## start

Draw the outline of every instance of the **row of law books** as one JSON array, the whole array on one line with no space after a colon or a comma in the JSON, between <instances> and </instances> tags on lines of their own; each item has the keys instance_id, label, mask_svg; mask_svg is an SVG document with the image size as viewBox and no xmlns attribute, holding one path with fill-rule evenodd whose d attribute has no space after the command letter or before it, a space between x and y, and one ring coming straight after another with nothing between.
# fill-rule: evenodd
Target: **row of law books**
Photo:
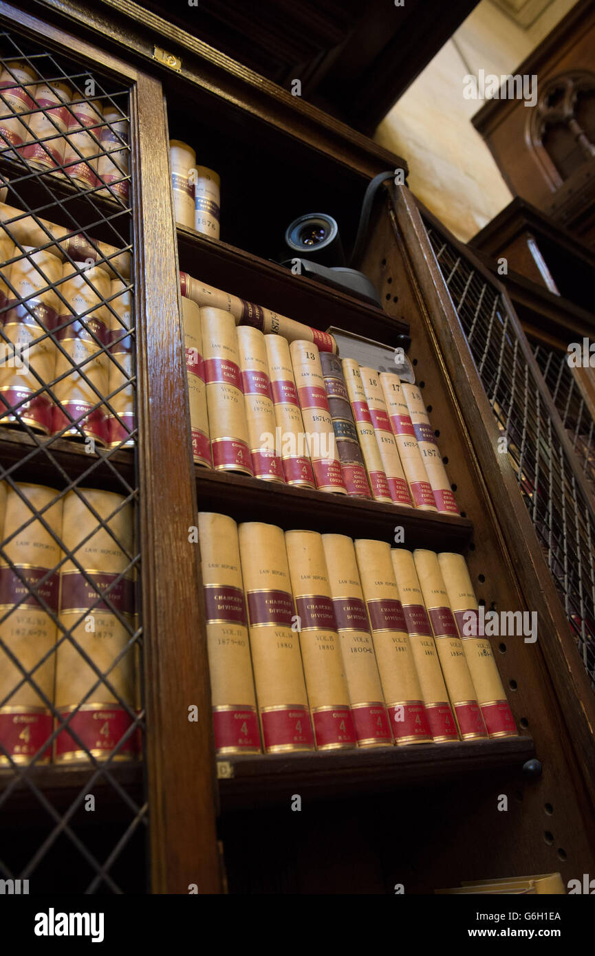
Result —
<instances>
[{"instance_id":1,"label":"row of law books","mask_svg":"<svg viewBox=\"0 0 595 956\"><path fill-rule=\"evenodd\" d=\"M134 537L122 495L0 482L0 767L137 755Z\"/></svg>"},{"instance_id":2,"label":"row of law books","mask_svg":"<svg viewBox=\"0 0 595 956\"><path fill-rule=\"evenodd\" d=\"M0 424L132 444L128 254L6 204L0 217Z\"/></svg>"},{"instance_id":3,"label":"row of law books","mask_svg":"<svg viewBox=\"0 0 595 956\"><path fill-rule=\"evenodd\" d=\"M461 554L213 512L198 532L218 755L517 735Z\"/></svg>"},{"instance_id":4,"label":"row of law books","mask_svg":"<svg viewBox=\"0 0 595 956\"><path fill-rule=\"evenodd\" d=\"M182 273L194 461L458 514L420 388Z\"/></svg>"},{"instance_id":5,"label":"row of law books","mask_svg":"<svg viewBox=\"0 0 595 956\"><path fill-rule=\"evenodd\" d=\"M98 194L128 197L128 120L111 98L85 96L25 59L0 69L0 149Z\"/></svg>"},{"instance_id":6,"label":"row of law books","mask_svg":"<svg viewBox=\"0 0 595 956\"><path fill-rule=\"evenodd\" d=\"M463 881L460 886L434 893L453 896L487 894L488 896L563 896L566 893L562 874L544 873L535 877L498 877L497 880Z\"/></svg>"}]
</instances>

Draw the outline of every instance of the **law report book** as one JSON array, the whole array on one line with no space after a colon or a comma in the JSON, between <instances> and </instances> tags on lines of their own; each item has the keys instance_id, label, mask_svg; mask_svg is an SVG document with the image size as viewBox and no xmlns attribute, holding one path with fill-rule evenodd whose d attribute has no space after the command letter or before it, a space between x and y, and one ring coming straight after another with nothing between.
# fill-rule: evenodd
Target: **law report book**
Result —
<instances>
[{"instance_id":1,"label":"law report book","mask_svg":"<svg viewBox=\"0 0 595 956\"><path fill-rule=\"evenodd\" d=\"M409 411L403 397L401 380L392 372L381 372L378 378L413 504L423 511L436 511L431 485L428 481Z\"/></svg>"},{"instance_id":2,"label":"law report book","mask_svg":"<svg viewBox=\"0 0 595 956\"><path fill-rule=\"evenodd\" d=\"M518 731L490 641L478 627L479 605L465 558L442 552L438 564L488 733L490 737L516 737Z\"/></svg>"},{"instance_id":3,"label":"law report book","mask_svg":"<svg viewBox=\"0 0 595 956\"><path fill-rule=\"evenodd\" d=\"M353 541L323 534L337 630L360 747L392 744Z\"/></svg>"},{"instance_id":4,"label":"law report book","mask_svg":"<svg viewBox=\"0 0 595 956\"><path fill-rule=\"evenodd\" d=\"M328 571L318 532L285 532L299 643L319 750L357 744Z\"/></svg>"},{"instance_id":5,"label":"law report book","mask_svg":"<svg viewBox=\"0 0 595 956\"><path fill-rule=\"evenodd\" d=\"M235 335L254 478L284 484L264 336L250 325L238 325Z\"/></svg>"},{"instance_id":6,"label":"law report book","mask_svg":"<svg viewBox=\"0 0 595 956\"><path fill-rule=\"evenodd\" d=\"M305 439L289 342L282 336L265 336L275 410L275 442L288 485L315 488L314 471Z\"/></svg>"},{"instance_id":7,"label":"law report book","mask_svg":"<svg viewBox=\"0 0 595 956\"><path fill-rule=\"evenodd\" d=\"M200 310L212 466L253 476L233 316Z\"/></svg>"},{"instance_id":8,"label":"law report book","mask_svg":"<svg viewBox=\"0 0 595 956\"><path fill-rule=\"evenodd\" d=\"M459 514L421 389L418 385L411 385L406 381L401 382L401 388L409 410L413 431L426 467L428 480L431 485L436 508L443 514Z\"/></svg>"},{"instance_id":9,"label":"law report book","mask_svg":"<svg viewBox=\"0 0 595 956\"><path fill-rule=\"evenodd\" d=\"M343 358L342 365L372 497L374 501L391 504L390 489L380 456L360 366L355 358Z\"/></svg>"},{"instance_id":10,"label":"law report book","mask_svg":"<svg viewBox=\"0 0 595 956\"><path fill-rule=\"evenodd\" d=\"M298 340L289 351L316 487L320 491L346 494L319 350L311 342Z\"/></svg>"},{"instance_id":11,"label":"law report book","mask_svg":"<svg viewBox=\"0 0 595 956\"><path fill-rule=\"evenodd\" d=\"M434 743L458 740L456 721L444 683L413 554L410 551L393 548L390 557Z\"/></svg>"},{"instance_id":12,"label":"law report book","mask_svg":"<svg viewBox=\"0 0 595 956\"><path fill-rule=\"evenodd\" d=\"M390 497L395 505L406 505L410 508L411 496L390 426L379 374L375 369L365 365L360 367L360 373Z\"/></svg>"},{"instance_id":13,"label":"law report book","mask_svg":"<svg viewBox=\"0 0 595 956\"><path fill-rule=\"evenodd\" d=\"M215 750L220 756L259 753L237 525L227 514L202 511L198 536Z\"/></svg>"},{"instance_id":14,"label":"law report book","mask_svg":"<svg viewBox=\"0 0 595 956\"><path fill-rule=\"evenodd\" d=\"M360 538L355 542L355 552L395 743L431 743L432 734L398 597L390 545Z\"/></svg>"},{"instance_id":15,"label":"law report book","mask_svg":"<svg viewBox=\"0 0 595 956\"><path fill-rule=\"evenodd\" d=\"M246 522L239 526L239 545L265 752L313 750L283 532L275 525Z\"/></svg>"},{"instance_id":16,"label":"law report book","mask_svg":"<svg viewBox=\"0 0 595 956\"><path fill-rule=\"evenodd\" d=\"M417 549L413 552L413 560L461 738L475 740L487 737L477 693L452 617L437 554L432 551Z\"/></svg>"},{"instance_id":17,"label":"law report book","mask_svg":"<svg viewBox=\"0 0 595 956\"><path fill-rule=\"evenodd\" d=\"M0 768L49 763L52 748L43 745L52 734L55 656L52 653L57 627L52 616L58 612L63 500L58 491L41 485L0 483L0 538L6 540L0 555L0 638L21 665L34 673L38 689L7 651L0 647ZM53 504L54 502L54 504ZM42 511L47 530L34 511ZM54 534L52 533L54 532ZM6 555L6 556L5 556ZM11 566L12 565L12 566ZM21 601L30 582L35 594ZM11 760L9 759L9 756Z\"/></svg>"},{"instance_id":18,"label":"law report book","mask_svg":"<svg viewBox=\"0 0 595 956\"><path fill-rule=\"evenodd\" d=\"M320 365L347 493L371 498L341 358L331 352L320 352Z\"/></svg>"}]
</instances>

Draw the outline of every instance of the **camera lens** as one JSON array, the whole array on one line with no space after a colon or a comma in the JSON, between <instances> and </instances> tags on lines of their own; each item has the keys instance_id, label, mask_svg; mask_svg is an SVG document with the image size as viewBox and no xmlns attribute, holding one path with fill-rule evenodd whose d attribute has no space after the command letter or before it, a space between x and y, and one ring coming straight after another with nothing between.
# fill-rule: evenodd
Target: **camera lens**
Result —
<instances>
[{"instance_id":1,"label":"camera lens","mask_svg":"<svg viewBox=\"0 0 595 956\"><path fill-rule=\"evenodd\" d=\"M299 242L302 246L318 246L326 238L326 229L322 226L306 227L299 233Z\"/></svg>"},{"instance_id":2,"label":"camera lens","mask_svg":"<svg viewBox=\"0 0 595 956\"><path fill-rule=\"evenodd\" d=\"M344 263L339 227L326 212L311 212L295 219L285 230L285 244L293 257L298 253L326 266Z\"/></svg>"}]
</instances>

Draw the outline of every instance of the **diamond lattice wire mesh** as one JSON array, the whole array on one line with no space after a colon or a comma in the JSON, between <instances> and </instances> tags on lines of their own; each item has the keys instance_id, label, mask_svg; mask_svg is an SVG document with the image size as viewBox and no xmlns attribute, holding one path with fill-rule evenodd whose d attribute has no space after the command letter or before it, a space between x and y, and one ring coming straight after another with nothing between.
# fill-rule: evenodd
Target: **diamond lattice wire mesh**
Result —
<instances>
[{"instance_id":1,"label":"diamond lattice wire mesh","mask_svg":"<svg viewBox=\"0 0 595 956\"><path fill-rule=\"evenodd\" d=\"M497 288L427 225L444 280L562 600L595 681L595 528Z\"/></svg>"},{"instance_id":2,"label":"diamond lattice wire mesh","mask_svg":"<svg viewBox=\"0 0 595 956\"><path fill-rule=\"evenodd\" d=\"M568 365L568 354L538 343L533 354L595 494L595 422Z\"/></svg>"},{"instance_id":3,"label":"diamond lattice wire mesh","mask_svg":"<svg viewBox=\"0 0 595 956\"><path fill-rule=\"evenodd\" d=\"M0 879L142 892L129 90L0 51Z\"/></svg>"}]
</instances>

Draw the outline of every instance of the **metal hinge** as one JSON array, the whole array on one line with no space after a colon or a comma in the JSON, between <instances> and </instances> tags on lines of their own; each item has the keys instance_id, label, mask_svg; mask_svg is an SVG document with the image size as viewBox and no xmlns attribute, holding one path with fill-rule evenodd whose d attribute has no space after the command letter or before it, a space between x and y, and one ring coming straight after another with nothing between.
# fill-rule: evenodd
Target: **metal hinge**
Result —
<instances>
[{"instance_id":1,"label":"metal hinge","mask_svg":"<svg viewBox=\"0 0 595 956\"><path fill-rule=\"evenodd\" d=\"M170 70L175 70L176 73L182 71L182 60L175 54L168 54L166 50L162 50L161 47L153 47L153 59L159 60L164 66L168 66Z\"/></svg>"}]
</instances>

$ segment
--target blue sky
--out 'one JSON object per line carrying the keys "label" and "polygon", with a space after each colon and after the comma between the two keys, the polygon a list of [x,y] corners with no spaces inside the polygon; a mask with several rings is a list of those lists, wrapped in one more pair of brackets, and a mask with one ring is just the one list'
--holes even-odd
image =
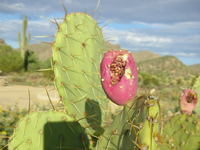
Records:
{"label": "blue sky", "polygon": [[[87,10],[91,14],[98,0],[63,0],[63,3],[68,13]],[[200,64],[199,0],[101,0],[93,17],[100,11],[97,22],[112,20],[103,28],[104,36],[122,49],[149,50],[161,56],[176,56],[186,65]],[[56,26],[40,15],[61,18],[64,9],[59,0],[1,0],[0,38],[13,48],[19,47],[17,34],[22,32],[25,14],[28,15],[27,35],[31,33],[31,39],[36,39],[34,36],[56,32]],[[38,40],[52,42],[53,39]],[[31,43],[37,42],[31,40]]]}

## end

TASK DESCRIPTION: Copy the data from the line with "Draw the outline of every instance of the **metal" through the end of the data, swapping "Result" for "Output" and keeping everything else the same. Leave out the pictures.

EXERCISE RESPONSE:
Draw the outline of every instance of the **metal hinge** as one JSON array, the whole array on one line with no space after a colon or a comma in the JSON, between <instances> and </instances> tags on lines of their own; each item has the keys instance_id, label, mask_svg; mask_svg is an SVG document with the image size as viewBox and no xmlns attribute, holding one path with fill-rule evenodd whose d attribute has no space after the command letter or before it, a space between x and y, and one ring coming straight after another with nothing between.
# fill-rule: evenodd
Target: **metal hinge**
Output —
<instances>
[{"instance_id":1,"label":"metal hinge","mask_svg":"<svg viewBox=\"0 0 595 956\"><path fill-rule=\"evenodd\" d=\"M170 70L175 70L176 73L182 71L182 60L175 54L168 54L166 50L162 50L161 47L153 47L153 59L159 60L164 66L168 66Z\"/></svg>"}]
</instances>

$ segment
--target blue sky
--out 'one JSON object per line carrying the keys "label" and "polygon", with a space after each colon and after the comma between the two keys, the polygon a list of [x,y] corners with no spaces inside the polygon; a mask with several rings is a list of those lists, wrapped in one more pair of brackets, and a mask with one ring is just the one list'
--holes even-odd
image =
Records:
{"label": "blue sky", "polygon": [[[87,10],[91,14],[98,0],[63,0],[63,3],[68,13]],[[200,64],[199,0],[101,0],[93,17],[100,11],[97,22],[112,20],[103,28],[104,36],[122,49],[149,50],[161,56],[176,56],[186,65]],[[56,26],[40,15],[61,18],[64,9],[59,0],[1,0],[0,38],[13,48],[19,47],[17,34],[22,32],[25,14],[28,15],[27,35],[31,33],[31,39],[36,39],[34,36],[56,32]],[[38,40],[52,42],[53,39]],[[31,43],[37,42],[31,40]]]}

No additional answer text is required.